- _Provided information_
━━━━━━━━━━━━━━━━━━━━━━━━━━━━━━

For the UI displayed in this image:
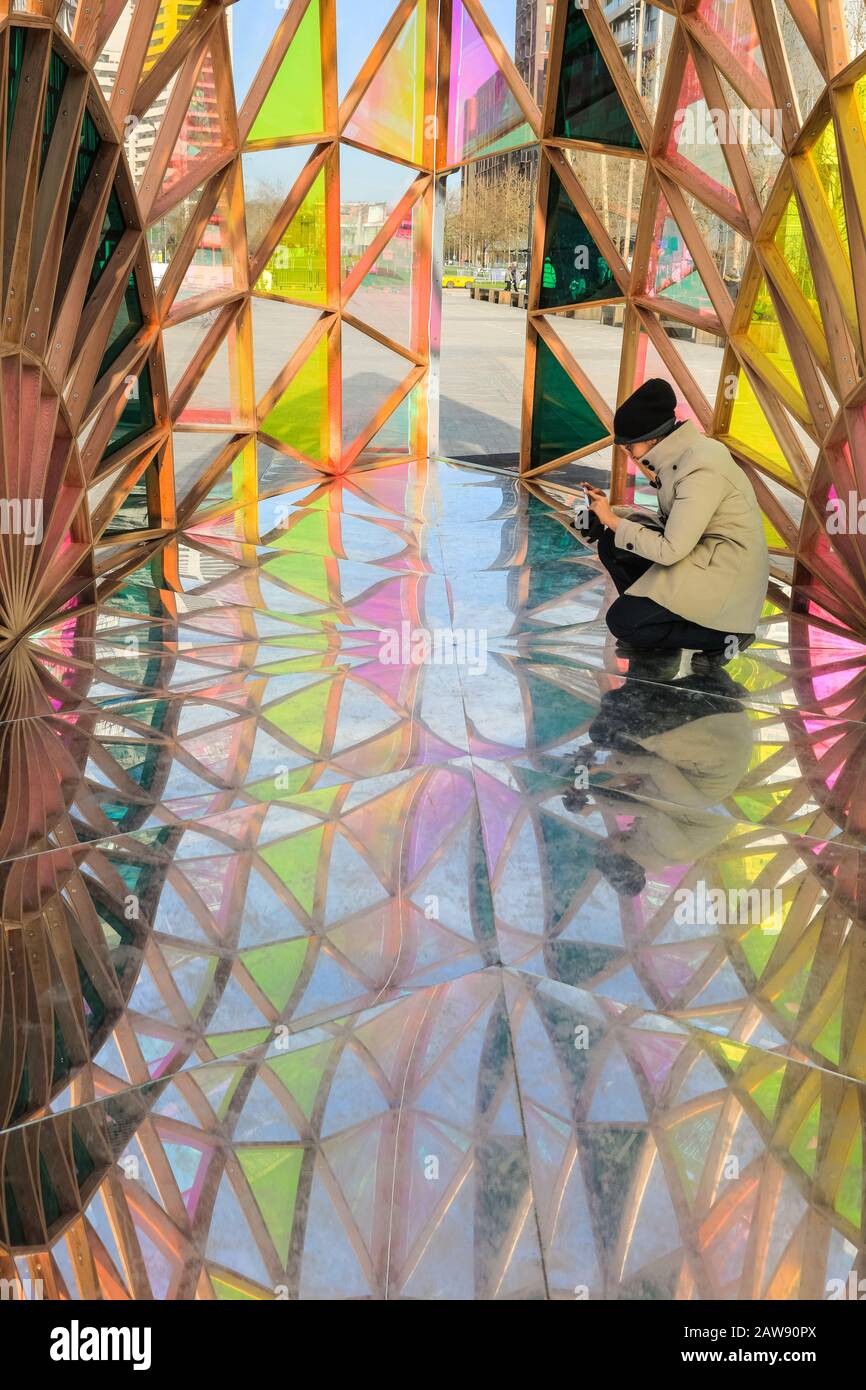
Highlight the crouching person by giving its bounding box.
[585,378,770,669]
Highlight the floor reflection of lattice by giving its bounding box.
[0,463,866,1298]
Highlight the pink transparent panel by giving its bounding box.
[448,0,535,164]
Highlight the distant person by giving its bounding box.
[584,378,770,670]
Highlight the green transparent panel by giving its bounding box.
[531,338,607,468]
[359,386,421,461]
[566,149,646,265]
[343,0,427,164]
[538,170,620,309]
[774,195,822,324]
[88,188,126,299]
[39,49,70,174]
[256,170,328,304]
[728,371,794,482]
[249,0,325,142]
[104,364,154,459]
[812,121,851,260]
[97,272,145,379]
[6,25,26,149]
[261,335,328,461]
[104,470,150,535]
[67,110,100,231]
[555,6,641,150]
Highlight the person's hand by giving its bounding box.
[581,482,620,531]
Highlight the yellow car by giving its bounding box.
[442,265,475,289]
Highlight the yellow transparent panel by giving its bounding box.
[748,277,806,409]
[728,373,794,482]
[812,121,851,259]
[762,517,788,550]
[261,335,328,461]
[774,195,822,324]
[145,0,199,72]
[256,170,328,304]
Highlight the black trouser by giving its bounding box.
[598,527,745,652]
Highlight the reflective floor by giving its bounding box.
[0,463,866,1300]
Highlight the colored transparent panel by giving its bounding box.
[104,363,154,459]
[249,0,325,143]
[720,74,784,207]
[728,371,794,482]
[163,314,214,396]
[646,197,713,313]
[531,338,607,468]
[40,49,70,172]
[252,297,318,400]
[538,170,620,309]
[346,207,418,348]
[773,195,822,324]
[172,324,247,428]
[666,57,740,210]
[748,277,806,409]
[555,6,641,150]
[256,170,328,304]
[773,0,824,121]
[145,0,199,72]
[359,386,423,463]
[175,180,240,304]
[93,0,135,100]
[698,0,766,85]
[225,0,285,110]
[103,460,158,537]
[337,0,408,101]
[99,274,145,377]
[260,335,328,463]
[343,0,427,164]
[602,0,677,115]
[161,49,225,195]
[566,149,646,265]
[171,430,232,503]
[634,329,708,428]
[342,324,411,445]
[67,108,100,231]
[88,188,126,297]
[810,121,851,260]
[124,72,178,189]
[6,25,26,149]
[240,145,316,256]
[448,0,535,164]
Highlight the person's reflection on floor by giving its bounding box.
[563,674,753,898]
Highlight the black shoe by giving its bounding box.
[692,632,755,676]
[628,651,683,681]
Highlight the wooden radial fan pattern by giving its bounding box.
[0,0,866,1300]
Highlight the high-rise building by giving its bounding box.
[514,0,553,106]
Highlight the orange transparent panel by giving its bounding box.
[343,0,427,164]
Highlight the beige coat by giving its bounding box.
[614,421,770,634]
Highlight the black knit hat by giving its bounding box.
[613,377,677,443]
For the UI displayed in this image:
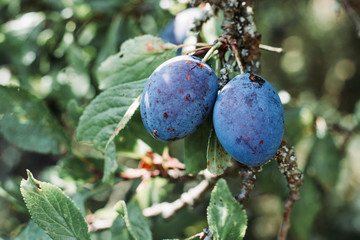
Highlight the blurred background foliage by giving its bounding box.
[0,0,360,240]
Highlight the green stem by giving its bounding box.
[202,42,222,62]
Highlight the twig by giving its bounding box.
[143,163,240,218]
[143,170,218,218]
[202,41,222,62]
[275,142,303,240]
[235,166,262,203]
[259,44,283,53]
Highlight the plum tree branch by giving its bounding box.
[143,170,218,218]
[275,142,303,240]
[143,163,240,218]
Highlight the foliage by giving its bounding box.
[0,0,360,240]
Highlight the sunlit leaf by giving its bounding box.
[21,171,90,240]
[0,86,69,154]
[207,179,247,240]
[116,201,152,240]
[98,35,176,89]
[77,79,146,151]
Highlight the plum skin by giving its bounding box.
[140,56,218,142]
[213,73,284,166]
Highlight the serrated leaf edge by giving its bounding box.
[20,169,90,239]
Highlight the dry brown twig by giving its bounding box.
[275,142,303,240]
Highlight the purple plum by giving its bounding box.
[213,73,284,166]
[140,56,218,142]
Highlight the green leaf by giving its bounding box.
[206,129,231,175]
[116,201,152,240]
[102,143,118,184]
[77,79,146,151]
[105,95,141,149]
[307,132,341,190]
[20,171,90,240]
[110,215,132,240]
[0,86,69,154]
[354,101,360,124]
[24,220,51,240]
[184,118,211,173]
[115,110,167,154]
[290,177,322,240]
[207,179,247,240]
[98,35,177,89]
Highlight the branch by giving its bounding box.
[235,166,262,203]
[143,170,218,218]
[275,142,303,240]
[143,163,240,218]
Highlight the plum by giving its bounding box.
[213,73,284,166]
[140,56,218,141]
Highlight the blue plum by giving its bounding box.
[213,73,284,166]
[140,56,218,141]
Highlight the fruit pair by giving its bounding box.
[140,56,284,166]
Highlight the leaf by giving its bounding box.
[354,100,360,124]
[98,35,177,89]
[206,129,231,175]
[105,95,141,149]
[76,79,146,151]
[20,170,90,240]
[116,200,152,240]
[25,220,51,240]
[110,215,132,240]
[102,143,118,184]
[290,177,322,240]
[307,132,341,190]
[184,118,211,173]
[207,179,247,240]
[0,86,69,154]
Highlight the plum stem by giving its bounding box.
[275,142,304,240]
[230,44,245,73]
[202,41,222,62]
[259,44,284,53]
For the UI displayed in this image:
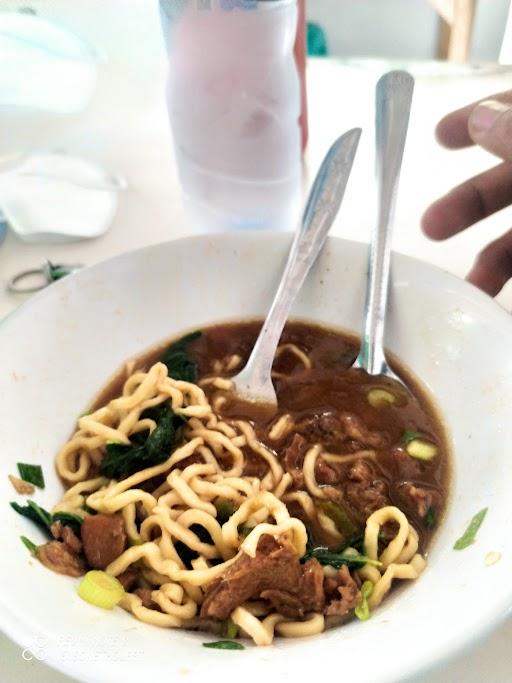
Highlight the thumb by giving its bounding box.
[468,100,512,161]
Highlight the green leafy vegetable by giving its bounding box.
[101,401,183,479]
[215,500,235,526]
[160,331,202,384]
[317,500,361,543]
[402,429,422,444]
[354,581,373,621]
[237,524,254,538]
[174,524,213,569]
[20,536,37,555]
[224,619,238,640]
[11,500,53,531]
[453,508,488,550]
[17,462,44,489]
[423,507,437,529]
[53,512,84,537]
[303,546,382,569]
[11,500,82,536]
[203,640,245,650]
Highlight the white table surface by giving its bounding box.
[0,0,512,683]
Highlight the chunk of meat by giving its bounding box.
[9,474,35,496]
[324,565,361,617]
[345,460,390,520]
[50,522,64,541]
[50,521,82,555]
[392,446,424,480]
[62,524,82,555]
[201,536,323,619]
[81,515,126,569]
[133,588,156,609]
[261,559,325,619]
[36,541,85,576]
[315,458,340,485]
[401,483,441,517]
[116,567,139,591]
[283,434,308,489]
[243,450,268,479]
[340,413,389,448]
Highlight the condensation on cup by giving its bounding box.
[160,0,302,231]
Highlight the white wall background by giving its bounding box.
[306,0,510,62]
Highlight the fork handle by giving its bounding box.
[237,128,361,402]
[356,71,414,375]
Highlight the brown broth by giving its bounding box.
[94,321,450,552]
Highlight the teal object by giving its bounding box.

━━━━━━━━━━━━━━━━━━━━━━━━━━━━━━

- _Stated problem_
Render every line of the entries above as a Markdown table with the columns Row and Line text, numbering the rows and skipping blank lines. Leave the pictures out.

- _Solution below_
| Row | Line text |
|---|---|
| 1 | For the UI displayed in this image: |
| 2 | Highlight the crouching person by giving its bounding box. |
| 3 | [585,378,770,669] |
| 4 | Highlight the floor reflection of lattice by giving its bounding box. |
| 5 | [0,463,866,1298] |
| 6 | Highlight the pink transparent panel by giving its bounding box. |
| 7 | [448,0,535,164] |
| 8 | Highlight the distant person by giving its bounding box. |
| 9 | [584,378,770,670] |
| 10 | Highlight the green transparent panel by giving its bounding box. |
| 11 | [531,338,607,468] |
| 12 | [359,386,421,461] |
| 13 | [566,149,646,265] |
| 14 | [343,0,427,164] |
| 15 | [538,170,620,309] |
| 16 | [774,195,822,324] |
| 17 | [88,188,126,299] |
| 18 | [39,49,70,174] |
| 19 | [256,170,328,304] |
| 20 | [728,371,794,482] |
| 21 | [249,0,325,142] |
| 22 | [104,364,154,459] |
| 23 | [812,121,851,260] |
| 24 | [97,272,145,379] |
| 25 | [6,25,26,149] |
| 26 | [261,335,328,461] |
| 27 | [104,470,150,535] |
| 28 | [67,110,100,231] |
| 29 | [555,6,641,150] |
| 30 | Highlight the person's hand by giving its bounding box. |
| 31 | [581,482,620,531] |
| 32 | Highlight the yellow car by giving its bounding box. |
| 33 | [442,265,475,289] |
| 34 | Highlight the yellow transparent panel by giving its bounding box. |
| 35 | [748,277,806,409] |
| 36 | [728,373,794,482] |
| 37 | [812,121,851,259] |
| 38 | [762,517,788,550] |
| 39 | [261,335,328,461] |
| 40 | [774,195,822,324] |
| 41 | [145,0,199,72] |
| 42 | [256,170,328,304] |
| 43 | Highlight the black trouser by giving its bounding box. |
| 44 | [598,527,745,652] |
| 45 | Highlight the reflective floor by giving its bounding box. |
| 46 | [0,463,866,1300] |
| 47 | Highlight the colored transparent panel by giving its bounding box. |
| 48 | [104,363,154,459] |
| 49 | [249,0,325,143] |
| 50 | [720,74,784,207] |
| 51 | [728,371,794,482] |
| 52 | [163,314,214,396] |
| 53 | [646,197,713,313] |
| 54 | [531,338,607,468] |
| 55 | [40,49,70,172] |
| 56 | [252,297,318,400] |
| 57 | [538,170,620,309] |
| 58 | [346,207,418,348] |
| 59 | [773,195,822,324] |
| 60 | [172,324,247,428] |
| 61 | [666,57,740,210] |
| 62 | [748,277,806,409] |
| 63 | [555,6,641,150] |
| 64 | [256,170,328,304] |
| 65 | [773,0,824,121] |
| 66 | [145,0,199,72] |
| 67 | [359,386,423,463] |
| 68 | [175,180,240,304] |
| 69 | [93,0,135,100] |
| 70 | [698,0,766,85] |
| 71 | [225,0,285,110] |
| 72 | [103,460,158,537] |
| 73 | [337,0,408,101] |
| 74 | [99,274,145,377] |
| 75 | [260,335,328,463] |
| 76 | [343,0,427,164] |
| 77 | [602,0,677,115] |
| 78 | [161,49,225,195] |
| 79 | [566,149,646,265] |
| 80 | [171,430,232,503] |
| 81 | [634,329,708,428] |
| 82 | [342,324,411,445] |
| 83 | [67,108,100,231] |
| 84 | [88,188,126,297] |
| 85 | [810,121,851,260] |
| 86 | [124,72,178,189] |
| 87 | [6,25,26,149] |
| 88 | [240,145,316,256] |
| 89 | [448,0,535,164] |
| 90 | Highlight the person's reflection on floor by giving its bounding box. |
| 91 | [563,674,753,898] |
| 92 | Highlight the black shoe by giving its bounding box. |
| 93 | [692,632,755,676] |
| 94 | [628,651,683,681] |
| 95 | Highlight the wooden radial fan pattern by giving its bounding box. |
| 96 | [0,0,866,1300] |
| 97 | Highlight the high-rise building by giving its bounding box. |
| 98 | [514,0,553,106] |
| 99 | Highlight the orange transparent panel by giving its bounding box. |
| 100 | [343,0,427,164] |
| 101 | Highlight the beige coat by giving its bounding box. |
| 102 | [614,421,770,634] |
| 103 | Highlight the black knit hat by giving its bounding box. |
| 104 | [613,377,677,443] |
| 105 | For the UI displayed in this image: |
| 106 | Highlight the blurred background foliage by giving its bounding box. |
| 107 | [0,0,360,240] |
| 108 | Highlight the green stem by giving its bounding box. |
| 109 | [202,42,222,62] |
| 110 | Highlight the twig by giving its bounding box. |
| 111 | [143,163,240,218] |
| 112 | [143,170,218,218] |
| 113 | [202,41,222,62] |
| 114 | [275,142,303,240] |
| 115 | [235,166,262,203] |
| 116 | [259,44,283,53] |
| 117 | Highlight the plum tree branch by giving its bounding box. |
| 118 | [143,170,218,218] |
| 119 | [275,142,303,240] |
| 120 | [143,163,240,218] |
| 121 | Highlight the foliage by giving its bounding box. |
| 122 | [0,0,360,240] |
| 123 | Highlight the sunlit leaf by giving its bounding box. |
| 124 | [21,171,90,240] |
| 125 | [0,86,69,154] |
| 126 | [207,179,247,240] |
| 127 | [116,201,152,240] |
| 128 | [98,35,176,89] |
| 129 | [77,79,146,151] |
| 130 | Highlight the plum skin by giving its bounding box. |
| 131 | [140,56,218,142] |
| 132 | [213,73,284,166] |
| 133 | Highlight the serrated leaf edge by giving its bounding box. |
| 134 | [20,169,90,239] |
| 135 | Highlight the dry brown twig by giving its bounding box. |
| 136 | [275,142,303,240] |
| 137 | Highlight the purple plum by giving its bounding box. |
| 138 | [213,73,284,166] |
| 139 | [140,56,218,142] |
| 140 | Highlight the green leaf by giving its bounding box. |
| 141 | [206,129,231,175] |
| 142 | [116,201,152,240] |
| 143 | [102,143,118,184] |
| 144 | [77,79,146,151] |
| 145 | [105,95,141,149] |
| 146 | [307,132,341,190] |
| 147 | [20,171,90,240] |
| 148 | [110,215,132,240] |
| 149 | [0,86,69,154] |
| 150 | [354,101,360,124] |
| 151 | [24,220,51,240] |
| 152 | [184,118,211,173] |
| 153 | [115,110,167,154] |
| 154 | [290,177,322,240] |
| 155 | [207,179,247,240] |
| 156 | [98,35,177,89] |
| 157 | Highlight the branch by giving its bounding box. |
| 158 | [235,166,262,203] |
| 159 | [143,170,218,218] |
| 160 | [275,142,303,240] |
| 161 | [143,163,240,218] |
| 162 | Highlight the plum by giving its bounding box. |
| 163 | [213,73,284,166] |
| 164 | [140,56,218,141] |
| 165 | Highlight the blue plum by giving its bounding box. |
| 166 | [213,73,284,166] |
| 167 | [140,56,218,141] |
| 168 | Highlight the fruit pair by giving its bounding box. |
| 169 | [140,56,284,166] |
| 170 | Highlight the leaf by giving its bounding box. |
| 171 | [354,100,360,124] |
| 172 | [98,35,177,89] |
| 173 | [206,129,231,175] |
| 174 | [105,95,141,149] |
| 175 | [76,79,146,151] |
| 176 | [20,170,90,240] |
| 177 | [116,200,152,240] |
| 178 | [25,220,51,240] |
| 179 | [110,215,132,240] |
| 180 | [102,143,118,184] |
| 181 | [290,177,322,240] |
| 182 | [307,132,341,190] |
| 183 | [184,118,211,173] |
| 184 | [207,179,247,240] |
| 185 | [0,86,69,154] |
| 186 | Highlight the plum stem by giving its bounding box. |
| 187 | [275,142,304,240] |
| 188 | [230,44,245,73] |
| 189 | [202,41,222,62] |
| 190 | [259,44,284,53] |
| 191 | For the UI displayed in this image: |
| 192 | Highlight the thumb by giving its bounding box. |
| 193 | [468,100,512,161] |
| 194 | Highlight the green leafy vegetable by giving its bounding box. |
| 195 | [101,401,183,479] |
| 196 | [215,500,235,526] |
| 197 | [160,331,202,384] |
| 198 | [317,500,361,543] |
| 199 | [402,429,422,444] |
| 200 | [354,581,373,621] |
| 201 | [237,524,254,538] |
| 202 | [174,524,213,569] |
| 203 | [20,536,37,555] |
| 204 | [224,619,238,640] |
| 205 | [11,500,53,531] |
| 206 | [453,508,488,550] |
| 207 | [17,462,44,489] |
| 208 | [423,507,437,529] |
| 209 | [53,512,84,537] |
| 210 | [303,546,382,569] |
| 211 | [11,500,82,536] |
| 212 | [203,640,245,650] |
| 213 | Highlight the white table surface by giving its bounding box. |
| 214 | [0,0,512,683] |
| 215 | Highlight the chunk of meat by giving its bounding box. |
| 216 | [9,474,35,496] |
| 217 | [324,565,361,617] |
| 218 | [345,460,390,520] |
| 219 | [50,522,64,541] |
| 220 | [50,521,82,555] |
| 221 | [392,446,424,480] |
| 222 | [62,524,82,555] |
| 223 | [201,536,323,619] |
| 224 | [81,515,126,569] |
| 225 | [133,588,156,609] |
| 226 | [261,559,325,619] |
| 227 | [36,541,85,576] |
| 228 | [315,458,340,485] |
| 229 | [401,483,441,517] |
| 230 | [116,567,139,591] |
| 231 | [283,434,308,489] |
| 232 | [243,450,268,479] |
| 233 | [340,413,389,448] |
| 234 | Highlight the condensation on cup by giving its bounding box. |
| 235 | [160,0,302,231] |
| 236 | Highlight the white wall background by giving its bounding box. |
| 237 | [306,0,510,62] |
| 238 | Highlight the fork handle by giving its bounding box. |
| 239 | [237,128,361,402] |
| 240 | [356,71,414,375] |
| 241 | Highlight the brown broth by giving its bounding box. |
| 242 | [94,321,450,552] |
| 243 | Highlight the teal object by giving its bounding box. |